(Source records)
-=-=-=-=-

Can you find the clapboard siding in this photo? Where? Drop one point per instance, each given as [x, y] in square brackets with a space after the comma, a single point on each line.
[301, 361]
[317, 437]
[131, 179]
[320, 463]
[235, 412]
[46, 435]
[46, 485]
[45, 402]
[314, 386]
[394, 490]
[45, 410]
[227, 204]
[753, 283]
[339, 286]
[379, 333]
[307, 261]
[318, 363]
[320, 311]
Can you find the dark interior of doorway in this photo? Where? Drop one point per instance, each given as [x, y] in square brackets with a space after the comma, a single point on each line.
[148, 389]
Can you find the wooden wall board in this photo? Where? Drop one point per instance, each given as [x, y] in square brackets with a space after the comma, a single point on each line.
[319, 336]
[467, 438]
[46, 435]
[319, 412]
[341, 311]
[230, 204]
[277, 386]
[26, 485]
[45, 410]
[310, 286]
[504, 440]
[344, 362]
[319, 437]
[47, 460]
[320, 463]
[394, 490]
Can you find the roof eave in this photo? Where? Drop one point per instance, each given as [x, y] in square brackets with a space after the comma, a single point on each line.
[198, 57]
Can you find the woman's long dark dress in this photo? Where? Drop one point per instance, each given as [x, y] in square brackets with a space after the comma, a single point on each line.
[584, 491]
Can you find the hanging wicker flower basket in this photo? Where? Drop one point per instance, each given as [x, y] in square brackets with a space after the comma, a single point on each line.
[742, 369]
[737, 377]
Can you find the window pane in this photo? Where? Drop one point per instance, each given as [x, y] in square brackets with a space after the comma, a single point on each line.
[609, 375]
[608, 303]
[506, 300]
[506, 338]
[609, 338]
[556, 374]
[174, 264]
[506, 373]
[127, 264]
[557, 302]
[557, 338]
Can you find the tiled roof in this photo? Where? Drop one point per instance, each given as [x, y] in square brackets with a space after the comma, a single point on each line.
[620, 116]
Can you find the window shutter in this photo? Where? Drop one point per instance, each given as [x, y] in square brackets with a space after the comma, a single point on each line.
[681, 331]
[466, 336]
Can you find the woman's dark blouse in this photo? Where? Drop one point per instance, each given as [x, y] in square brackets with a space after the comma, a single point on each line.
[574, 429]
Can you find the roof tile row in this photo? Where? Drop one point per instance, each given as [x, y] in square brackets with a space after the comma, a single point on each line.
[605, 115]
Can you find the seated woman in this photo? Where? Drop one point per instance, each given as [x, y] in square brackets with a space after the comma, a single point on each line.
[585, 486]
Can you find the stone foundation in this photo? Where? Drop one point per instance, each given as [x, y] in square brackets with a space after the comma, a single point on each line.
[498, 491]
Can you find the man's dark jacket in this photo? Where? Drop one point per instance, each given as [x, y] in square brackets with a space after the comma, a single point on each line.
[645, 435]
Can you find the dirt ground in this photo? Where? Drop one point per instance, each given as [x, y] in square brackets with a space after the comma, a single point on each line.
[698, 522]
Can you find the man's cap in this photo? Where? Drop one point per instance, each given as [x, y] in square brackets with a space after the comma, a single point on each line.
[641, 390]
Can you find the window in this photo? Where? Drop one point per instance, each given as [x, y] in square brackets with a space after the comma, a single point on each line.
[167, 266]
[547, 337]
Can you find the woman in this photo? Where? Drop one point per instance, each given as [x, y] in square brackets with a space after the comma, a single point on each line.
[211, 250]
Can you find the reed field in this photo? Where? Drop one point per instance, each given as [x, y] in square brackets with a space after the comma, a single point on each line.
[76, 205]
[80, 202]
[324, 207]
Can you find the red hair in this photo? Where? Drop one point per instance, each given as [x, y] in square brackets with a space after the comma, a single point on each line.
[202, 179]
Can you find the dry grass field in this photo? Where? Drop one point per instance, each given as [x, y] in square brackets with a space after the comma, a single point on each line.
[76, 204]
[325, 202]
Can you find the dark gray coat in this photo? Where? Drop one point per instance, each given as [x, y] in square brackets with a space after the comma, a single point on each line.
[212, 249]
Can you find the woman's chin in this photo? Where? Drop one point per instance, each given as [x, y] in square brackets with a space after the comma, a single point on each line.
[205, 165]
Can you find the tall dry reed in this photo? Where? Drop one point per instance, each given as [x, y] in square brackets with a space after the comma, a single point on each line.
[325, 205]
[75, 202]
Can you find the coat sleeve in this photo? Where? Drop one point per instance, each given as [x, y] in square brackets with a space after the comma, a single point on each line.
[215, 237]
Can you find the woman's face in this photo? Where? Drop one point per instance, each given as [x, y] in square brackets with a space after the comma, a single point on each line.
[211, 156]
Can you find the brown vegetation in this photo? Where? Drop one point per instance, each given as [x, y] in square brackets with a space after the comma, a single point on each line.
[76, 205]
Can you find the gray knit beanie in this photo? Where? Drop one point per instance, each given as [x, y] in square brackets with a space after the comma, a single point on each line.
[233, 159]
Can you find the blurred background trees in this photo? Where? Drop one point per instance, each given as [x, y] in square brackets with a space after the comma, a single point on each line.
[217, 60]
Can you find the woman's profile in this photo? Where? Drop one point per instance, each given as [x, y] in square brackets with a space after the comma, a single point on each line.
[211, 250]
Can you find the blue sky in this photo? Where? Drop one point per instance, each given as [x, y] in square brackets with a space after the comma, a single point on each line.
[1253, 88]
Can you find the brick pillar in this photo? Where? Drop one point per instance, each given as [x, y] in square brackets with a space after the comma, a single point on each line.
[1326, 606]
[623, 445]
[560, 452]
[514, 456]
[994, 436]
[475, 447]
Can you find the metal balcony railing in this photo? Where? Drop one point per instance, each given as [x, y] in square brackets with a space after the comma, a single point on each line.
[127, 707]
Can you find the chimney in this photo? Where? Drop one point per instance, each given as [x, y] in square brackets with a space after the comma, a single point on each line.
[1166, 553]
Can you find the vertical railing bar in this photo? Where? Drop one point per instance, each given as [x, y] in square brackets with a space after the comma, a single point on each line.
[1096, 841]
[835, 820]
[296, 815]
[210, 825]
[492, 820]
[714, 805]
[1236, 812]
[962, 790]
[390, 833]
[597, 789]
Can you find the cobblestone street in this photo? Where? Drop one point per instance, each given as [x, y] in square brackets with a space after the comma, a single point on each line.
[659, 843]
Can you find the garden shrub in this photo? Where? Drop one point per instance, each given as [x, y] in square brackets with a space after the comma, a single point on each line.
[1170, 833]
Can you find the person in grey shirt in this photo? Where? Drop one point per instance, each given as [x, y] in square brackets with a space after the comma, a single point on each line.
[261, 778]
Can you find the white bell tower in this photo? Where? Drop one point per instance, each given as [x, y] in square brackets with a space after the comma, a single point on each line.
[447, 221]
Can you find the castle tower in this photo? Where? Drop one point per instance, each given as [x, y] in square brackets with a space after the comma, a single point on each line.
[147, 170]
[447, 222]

-=-=-=-=-

Write down every line of the data exactly as it appears above.

▶ RESULT FOR THIS TASK
Can you find the clapboard siding in this photo? Where? Drop one point per instance, each given as [x, y] in square brackets with a space after the comma, a single point on each line.
[301, 361]
[317, 437]
[131, 179]
[320, 463]
[235, 412]
[46, 435]
[46, 485]
[45, 402]
[314, 386]
[394, 490]
[45, 410]
[227, 204]
[753, 283]
[339, 286]
[379, 333]
[307, 261]
[318, 363]
[320, 311]
Can you find the dark interior of doorway in this photo? Where? Drop one point per instance, each given as [x, y] in square brackets with a space after the comma, a single point on each line.
[148, 389]
Can you find the wooden wall board in this photo? Where? Drop one point per instance, each given as [x, y] in square brackets with a space after the comma, a single point on each line.
[319, 336]
[467, 438]
[46, 435]
[319, 412]
[341, 311]
[230, 204]
[277, 386]
[26, 485]
[45, 410]
[310, 286]
[504, 440]
[344, 362]
[319, 437]
[47, 460]
[320, 463]
[394, 490]
Can you find the roof eave in this photo? Where? Drop one point per instance, each given as [x, y] in square brackets with a space after the comma, a single point on each line.
[198, 57]
Can you find the woman's long dark dress in this photo? Where? Drop one point per instance, each given as [x, y] in square brackets with a space after the comma, a single point on each line.
[584, 491]
Can you find the hanging wicker flower basket in this photo? Where? Drop one point per instance, each given as [x, y] in square brackets with a space after the comma, a single point on each line.
[742, 369]
[737, 377]
Can you find the window pane in this photo? Where? Drop one point per instance, each given as [x, y] in square brackets with a space after the comma, a single point on each line.
[609, 375]
[608, 303]
[506, 300]
[506, 338]
[609, 338]
[556, 374]
[174, 264]
[506, 373]
[127, 264]
[557, 302]
[557, 338]
Can you find the tiled roof in this photo? Where? Drop one point per instance, each given as [x, y] in square brackets with a space after the comma, a single point on each line.
[620, 116]
Can you find the window shutter in this photo? Where? Drop one point per instance, each given as [x, y] in square brackets with a space after the comma, a single point on each line.
[681, 331]
[466, 336]
Can you find the woman's dark blouse in this photo? Where? Drop one point per instance, each given as [x, y] in square brackets with a space after the comma, a single point on each line.
[574, 429]
Can you find the roof tile row in this photo? Where? Drop one point per instance, each given as [x, y] in square brackets with a space after the comma, a single point on each line.
[605, 115]
Can you find the seated woman in this photo? Where? Drop one point per instance, each given as [x, y] in square brackets with a space after the comma, a single point on each line.
[585, 486]
Can you find the stone foundation in this photo? Where? Drop one point per instance, each given as [x, y] in square brackets with a space after the comma, a single point on each line.
[498, 491]
Can you find the man's dark jacket in this photo? Where? Drop one point per instance, each given as [x, y] in square brackets with a space after the comma, a single point on each line.
[645, 435]
Can you find the dirt ground in this photo? Where? Drop one point per instance, each given as [x, y] in square brackets with a space after the comma, a single point on each line.
[698, 522]
Can you find the man's cap in this photo? Where? Drop one point per instance, each given as [x, y] in square brackets with a space after the comma, a single point on each line.
[641, 390]
Can you find the window in this photo? Where? Drop one point per instance, each given as [x, y] in square brackets with a space after the comma, a single point on each line.
[167, 266]
[547, 337]
Can you find the woman in this photo? Where? Drop one point per instance, each given as [x, y] in square brackets with a space after the comma, a single point on each line.
[211, 250]
Can you find the reed field in this photo? Where? Drop one point per instance, each given as [x, y] in square brackets with a space after the comma, a single point on each line.
[76, 205]
[80, 202]
[324, 207]
Can you find the red hair in this photo? Where? Drop one point per instance, each given as [x, y] in square brackets with a space after the comma, a single point on each line.
[202, 179]
Can you find the dry grass field in this photo? Where? Drop one point per instance, each given as [x, y] in square brackets with a space after the comma, a single point on each line.
[76, 204]
[325, 202]
Can you find the dark gray coat in this photo? Where? Drop one point per instance, each given as [x, y] in square brackets with a space after the comma, a single point on each line.
[212, 249]
Can you find the woman's chin in this photo? Where? Drop one point per instance, each given as [x, y] in square brackets with a space after the comma, a single point on each line.
[205, 165]
Can you find the tall dry reed in this photo? Where? Drop one point per instance, each given as [x, y] in square brackets with a space after the comma, a single point on each line.
[325, 205]
[75, 202]
Can you find the coat sleeve in this photo? Where? Drop one point per instance, each given as [x, y] in square brackets with a space after the comma, a single point on each line.
[215, 237]
Can you find the woman's face in this photo? Where? Drop one point per instance, each given as [x, y] in square brackets with a space after the comma, a single point on each line.
[211, 156]
Can you find the brown vegetation in this photo? Where? Drop one point per instance, each given as [x, y] in square brackets with a space after the comma, a single point on each line.
[76, 205]
Can you find the gray knit beanie in this photo? Where? Drop one point per instance, each given as [x, y] in square brackets with a space after the comma, a single point on each line.
[233, 159]
Can you find the blurred background trees in this photo? Where? Drop one point per instance, each given as [x, y] in square brackets with a space after the comma, a single point on each line.
[217, 60]
Can you find the woman's profile in this photo? Where? Drop one point per instance, each given as [x, y] in square brackets with a space after the comma, a single point on each line.
[211, 250]
Can you find the blue sky in this photo? Where? Drop one point per instance, each given as [x, y] in square brackets with a space after the comma, a single point on each line.
[1253, 88]
Can you find the brick pillar in this photo? Where? Drop one point per instance, each given as [x, y] in square brackets with a space after the comma, a single point on each line.
[1326, 606]
[623, 445]
[560, 452]
[514, 456]
[994, 436]
[475, 447]
Can you find the metal balcony railing in this photo? Where? Drop one point per instance, each given as [x, y] in square brackets with a space after the comma, a single point on each line.
[127, 707]
Can you find the chimney in this photo? Where? Drop one point per instance, each given as [x, y] in square brackets with a space after the comma, a single point on each line.
[1166, 553]
Can you find the vertical railing bar in this photo? Where? Drop one point per instance, each given as [x, y] in square brackets with a space after the comma, a single point on each line.
[1096, 841]
[835, 820]
[296, 815]
[210, 825]
[492, 820]
[714, 805]
[1236, 812]
[962, 790]
[390, 833]
[597, 789]
Can you find the cobblestone street in this photo? Where? Drop one point per instance, each given as [x, y] in square brackets with a space after the comma, a single point on each line.
[659, 843]
Can you find the garden shrub in this photo? Where? Drop one point per instance, each given as [x, y] in square brackets with a space after the comma, a single point on each line.
[1170, 833]
Can you find the person in grey shirt in this photo? Where? Drop one point per instance, each given as [x, y] in square brackets with a space after the comma, a single point on each line.
[261, 778]
Can you find the white bell tower in this photo? Where? Drop one point per instance, each given as [x, y] in square brackets with a space after the comma, a single point on each line.
[447, 221]
Can you find the castle tower in this photo? Where? Drop one point per instance, each given as [x, y] in square brackets with a space after the comma, a single point on each line.
[147, 170]
[447, 222]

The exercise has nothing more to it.